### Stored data
◇ ◇ ◇
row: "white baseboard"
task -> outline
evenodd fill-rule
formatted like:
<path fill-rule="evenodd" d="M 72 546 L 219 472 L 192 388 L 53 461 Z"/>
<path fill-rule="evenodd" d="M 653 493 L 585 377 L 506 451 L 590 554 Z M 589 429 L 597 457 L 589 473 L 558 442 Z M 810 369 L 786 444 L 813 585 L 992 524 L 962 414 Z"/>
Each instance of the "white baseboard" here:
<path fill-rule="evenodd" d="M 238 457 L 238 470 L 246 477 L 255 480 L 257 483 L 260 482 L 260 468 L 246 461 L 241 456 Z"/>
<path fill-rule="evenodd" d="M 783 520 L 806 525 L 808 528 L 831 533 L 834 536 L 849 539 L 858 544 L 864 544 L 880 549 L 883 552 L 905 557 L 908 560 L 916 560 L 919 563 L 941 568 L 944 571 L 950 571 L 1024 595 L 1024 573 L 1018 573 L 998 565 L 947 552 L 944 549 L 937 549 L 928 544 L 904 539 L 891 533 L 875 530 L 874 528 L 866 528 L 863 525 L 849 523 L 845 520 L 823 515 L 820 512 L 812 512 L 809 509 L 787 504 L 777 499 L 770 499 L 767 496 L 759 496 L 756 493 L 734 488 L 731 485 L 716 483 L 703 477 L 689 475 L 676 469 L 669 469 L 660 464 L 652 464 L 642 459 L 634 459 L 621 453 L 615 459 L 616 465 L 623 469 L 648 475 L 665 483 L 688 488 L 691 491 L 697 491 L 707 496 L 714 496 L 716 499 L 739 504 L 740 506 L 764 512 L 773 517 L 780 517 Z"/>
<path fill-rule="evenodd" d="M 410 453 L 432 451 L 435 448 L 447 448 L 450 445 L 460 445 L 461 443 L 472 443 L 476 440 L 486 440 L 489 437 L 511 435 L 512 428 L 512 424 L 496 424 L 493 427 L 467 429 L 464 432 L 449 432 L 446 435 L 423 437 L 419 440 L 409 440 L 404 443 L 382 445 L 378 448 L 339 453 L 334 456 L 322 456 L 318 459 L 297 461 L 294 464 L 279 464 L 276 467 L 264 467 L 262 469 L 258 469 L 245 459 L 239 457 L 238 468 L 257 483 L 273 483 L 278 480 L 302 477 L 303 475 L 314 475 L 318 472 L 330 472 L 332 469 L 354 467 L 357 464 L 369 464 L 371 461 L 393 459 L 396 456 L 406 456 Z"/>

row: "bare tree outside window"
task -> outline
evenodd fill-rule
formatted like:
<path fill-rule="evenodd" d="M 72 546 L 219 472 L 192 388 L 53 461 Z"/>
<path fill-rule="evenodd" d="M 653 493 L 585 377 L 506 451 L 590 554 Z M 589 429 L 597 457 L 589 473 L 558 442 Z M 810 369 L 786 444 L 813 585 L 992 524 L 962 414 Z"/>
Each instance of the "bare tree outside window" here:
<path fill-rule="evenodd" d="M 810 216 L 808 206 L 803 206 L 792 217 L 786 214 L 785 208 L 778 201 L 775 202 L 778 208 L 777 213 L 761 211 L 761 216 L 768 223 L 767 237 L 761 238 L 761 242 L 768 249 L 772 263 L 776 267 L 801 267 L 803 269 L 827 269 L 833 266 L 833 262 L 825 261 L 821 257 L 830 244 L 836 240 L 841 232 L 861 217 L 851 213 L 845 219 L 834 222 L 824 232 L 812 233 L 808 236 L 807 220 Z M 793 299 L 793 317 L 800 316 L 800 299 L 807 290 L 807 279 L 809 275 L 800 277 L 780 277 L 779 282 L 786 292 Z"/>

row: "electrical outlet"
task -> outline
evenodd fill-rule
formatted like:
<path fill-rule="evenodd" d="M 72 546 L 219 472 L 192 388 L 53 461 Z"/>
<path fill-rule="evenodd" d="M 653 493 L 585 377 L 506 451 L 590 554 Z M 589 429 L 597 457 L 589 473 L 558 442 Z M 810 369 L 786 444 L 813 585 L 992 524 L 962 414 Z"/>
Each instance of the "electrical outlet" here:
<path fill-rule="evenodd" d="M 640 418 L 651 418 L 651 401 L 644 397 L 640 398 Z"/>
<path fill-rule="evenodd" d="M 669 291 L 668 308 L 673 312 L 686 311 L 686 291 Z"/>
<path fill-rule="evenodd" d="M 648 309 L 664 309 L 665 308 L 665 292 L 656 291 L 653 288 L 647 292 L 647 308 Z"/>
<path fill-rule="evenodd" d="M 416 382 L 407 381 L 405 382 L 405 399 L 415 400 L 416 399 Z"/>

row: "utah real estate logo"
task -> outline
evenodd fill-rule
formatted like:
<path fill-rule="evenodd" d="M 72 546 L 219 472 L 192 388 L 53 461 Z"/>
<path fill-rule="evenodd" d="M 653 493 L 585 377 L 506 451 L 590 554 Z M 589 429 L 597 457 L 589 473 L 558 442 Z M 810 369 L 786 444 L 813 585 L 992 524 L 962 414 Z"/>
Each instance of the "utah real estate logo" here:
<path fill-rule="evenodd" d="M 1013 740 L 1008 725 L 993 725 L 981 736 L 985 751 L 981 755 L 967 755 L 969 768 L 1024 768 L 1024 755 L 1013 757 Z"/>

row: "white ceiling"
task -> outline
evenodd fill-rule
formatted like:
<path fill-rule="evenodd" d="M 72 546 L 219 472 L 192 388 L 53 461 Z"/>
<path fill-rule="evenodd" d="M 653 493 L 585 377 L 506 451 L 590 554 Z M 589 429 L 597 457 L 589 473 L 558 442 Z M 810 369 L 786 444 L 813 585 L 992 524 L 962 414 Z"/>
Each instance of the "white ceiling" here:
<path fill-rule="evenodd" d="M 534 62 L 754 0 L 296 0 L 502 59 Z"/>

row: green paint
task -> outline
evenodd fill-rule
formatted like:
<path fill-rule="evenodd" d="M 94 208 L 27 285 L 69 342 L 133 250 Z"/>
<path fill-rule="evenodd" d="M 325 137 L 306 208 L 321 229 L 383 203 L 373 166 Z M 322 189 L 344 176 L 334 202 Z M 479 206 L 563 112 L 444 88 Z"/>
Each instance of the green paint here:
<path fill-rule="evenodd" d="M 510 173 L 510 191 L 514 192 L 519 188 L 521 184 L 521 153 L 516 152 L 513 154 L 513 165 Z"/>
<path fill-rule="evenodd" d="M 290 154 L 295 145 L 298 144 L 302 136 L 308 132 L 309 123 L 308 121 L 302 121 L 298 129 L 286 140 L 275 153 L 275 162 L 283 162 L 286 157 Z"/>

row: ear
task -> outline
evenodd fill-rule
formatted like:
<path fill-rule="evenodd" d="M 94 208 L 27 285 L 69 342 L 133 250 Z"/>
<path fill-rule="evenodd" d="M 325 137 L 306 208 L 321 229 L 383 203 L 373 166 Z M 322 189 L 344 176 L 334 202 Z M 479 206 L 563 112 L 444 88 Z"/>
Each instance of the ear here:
◇ ◇ ◇
### Task to carry out
Your answer must be every record above, retyped exactly.

### Response box
row: "white baseboard"
task -> outline
evenodd fill-rule
formatted like:
<path fill-rule="evenodd" d="M 72 546 L 219 472 L 192 388 L 53 461 Z"/>
<path fill-rule="evenodd" d="M 653 493 L 585 377 L 506 451 L 590 554 Z M 589 429 L 597 457 L 589 473 L 558 442 Z M 810 369 L 786 444 L 813 585 L 992 524 L 962 414 Z"/>
Each instance of the "white baseboard" here:
<path fill-rule="evenodd" d="M 238 457 L 238 470 L 246 477 L 255 480 L 257 483 L 260 482 L 260 468 L 246 461 L 241 456 Z"/>
<path fill-rule="evenodd" d="M 783 520 L 806 525 L 808 528 L 831 533 L 834 536 L 849 539 L 858 544 L 864 544 L 880 549 L 883 552 L 905 557 L 908 560 L 916 560 L 919 563 L 941 568 L 944 571 L 950 571 L 1024 595 L 1024 573 L 1018 573 L 998 565 L 947 552 L 944 549 L 937 549 L 928 544 L 904 539 L 891 533 L 875 530 L 874 528 L 866 528 L 863 525 L 849 523 L 845 520 L 823 515 L 820 512 L 812 512 L 809 509 L 787 504 L 777 499 L 770 499 L 767 496 L 759 496 L 756 493 L 734 488 L 731 485 L 716 483 L 703 477 L 689 475 L 676 469 L 669 469 L 660 464 L 652 464 L 642 459 L 634 459 L 621 453 L 615 459 L 616 465 L 623 469 L 648 475 L 665 483 L 688 488 L 691 491 L 697 491 L 707 496 L 714 496 L 716 499 L 739 504 L 740 506 L 764 512 L 773 517 L 780 517 Z"/>
<path fill-rule="evenodd" d="M 410 453 L 432 451 L 435 448 L 447 448 L 450 445 L 460 445 L 461 443 L 472 443 L 476 440 L 486 440 L 489 437 L 511 435 L 512 428 L 512 424 L 496 424 L 493 427 L 467 429 L 464 432 L 449 432 L 446 435 L 423 437 L 419 440 L 409 440 L 404 443 L 382 445 L 378 448 L 339 453 L 334 456 L 322 456 L 318 459 L 297 461 L 294 464 L 279 464 L 276 467 L 264 467 L 262 469 L 258 469 L 245 459 L 239 457 L 238 468 L 257 483 L 273 483 L 278 480 L 302 477 L 303 475 L 314 475 L 318 472 L 330 472 L 332 469 L 354 467 L 357 464 L 369 464 L 371 461 L 393 459 L 396 456 L 406 456 Z"/>

row: "bare tree outside window"
task -> outline
evenodd fill-rule
formatted like:
<path fill-rule="evenodd" d="M 72 546 L 219 472 L 192 388 L 53 461 Z"/>
<path fill-rule="evenodd" d="M 653 493 L 585 377 L 506 451 L 590 554 Z M 589 429 L 597 457 L 589 473 L 558 442 Z M 810 369 L 786 444 L 813 585 L 992 524 L 962 414 Z"/>
Each instance of the "bare tree outside window" here:
<path fill-rule="evenodd" d="M 810 216 L 808 206 L 803 206 L 792 217 L 786 214 L 785 208 L 778 201 L 775 202 L 778 208 L 777 213 L 761 211 L 761 216 L 768 223 L 767 237 L 761 238 L 761 242 L 768 249 L 772 263 L 776 267 L 801 267 L 803 269 L 827 269 L 833 266 L 833 262 L 825 261 L 821 257 L 830 244 L 836 240 L 841 232 L 861 217 L 851 213 L 845 219 L 834 222 L 824 232 L 812 233 L 808 236 L 807 220 Z M 793 299 L 793 317 L 800 316 L 800 299 L 807 290 L 807 279 L 809 275 L 800 277 L 780 277 L 779 282 L 786 292 Z"/>

row: "electrical outlet"
task -> outline
evenodd fill-rule
formatted like:
<path fill-rule="evenodd" d="M 72 546 L 219 472 L 192 388 L 53 461 Z"/>
<path fill-rule="evenodd" d="M 653 493 L 585 377 L 506 451 L 590 554 Z M 589 429 L 597 457 L 589 473 L 558 442 Z M 810 369 L 786 444 L 813 585 L 992 524 L 962 414 Z"/>
Each instance of the "electrical outlet" here:
<path fill-rule="evenodd" d="M 640 418 L 651 418 L 651 401 L 644 397 L 640 398 Z"/>
<path fill-rule="evenodd" d="M 669 291 L 668 308 L 673 312 L 686 311 L 686 291 Z"/>
<path fill-rule="evenodd" d="M 648 309 L 664 309 L 665 308 L 665 292 L 656 291 L 653 288 L 647 292 L 647 308 Z"/>
<path fill-rule="evenodd" d="M 416 382 L 407 381 L 405 382 L 405 399 L 415 400 L 416 399 Z"/>

row: "utah real estate logo"
task -> outline
evenodd fill-rule
formatted like:
<path fill-rule="evenodd" d="M 72 546 L 219 472 L 192 388 L 53 461 Z"/>
<path fill-rule="evenodd" d="M 653 493 L 585 377 L 506 451 L 590 554 Z M 589 429 L 597 457 L 589 473 L 558 442 Z M 810 369 L 786 444 L 813 585 L 992 524 L 962 414 Z"/>
Each instance of the "utah real estate logo" here:
<path fill-rule="evenodd" d="M 1013 740 L 1008 725 L 993 725 L 981 736 L 985 751 L 981 755 L 967 755 L 969 768 L 1024 768 L 1024 755 L 1013 757 Z"/>

row: "white ceiling"
task -> outline
evenodd fill-rule
formatted like:
<path fill-rule="evenodd" d="M 72 546 L 219 472 L 192 388 L 53 461 Z"/>
<path fill-rule="evenodd" d="M 653 493 L 585 377 L 506 451 L 590 554 Z M 589 429 L 597 457 L 589 473 L 558 442 Z M 810 369 L 786 444 L 813 585 L 992 524 L 962 414 Z"/>
Each instance of the "white ceiling" here:
<path fill-rule="evenodd" d="M 534 62 L 754 0 L 296 0 L 502 59 Z"/>

row: green paint
task -> outline
evenodd fill-rule
formatted like:
<path fill-rule="evenodd" d="M 94 208 L 27 285 L 69 342 L 133 250 Z"/>
<path fill-rule="evenodd" d="M 325 137 L 306 208 L 321 229 L 383 203 L 373 166 Z M 322 189 L 344 176 L 334 202 Z M 479 206 L 563 112 L 444 88 Z"/>
Each instance of the green paint here:
<path fill-rule="evenodd" d="M 510 173 L 510 191 L 514 192 L 519 188 L 521 184 L 521 153 L 516 152 L 513 154 L 513 165 Z"/>
<path fill-rule="evenodd" d="M 290 154 L 295 145 L 298 144 L 302 136 L 308 132 L 309 123 L 308 121 L 302 121 L 298 129 L 286 140 L 275 153 L 275 162 L 283 162 L 286 157 Z"/>

row: ear
task -> outline
evenodd fill-rule
formatted like:
<path fill-rule="evenodd" d="M 94 208 L 27 285 L 69 342 L 133 250 Z"/>
<path fill-rule="evenodd" d="M 325 137 L 306 208 L 321 229 L 383 203 L 373 166 Z M 322 189 L 344 176 L 334 202 Z M 479 206 L 563 112 L 444 88 Z"/>
Each instance of the ear here:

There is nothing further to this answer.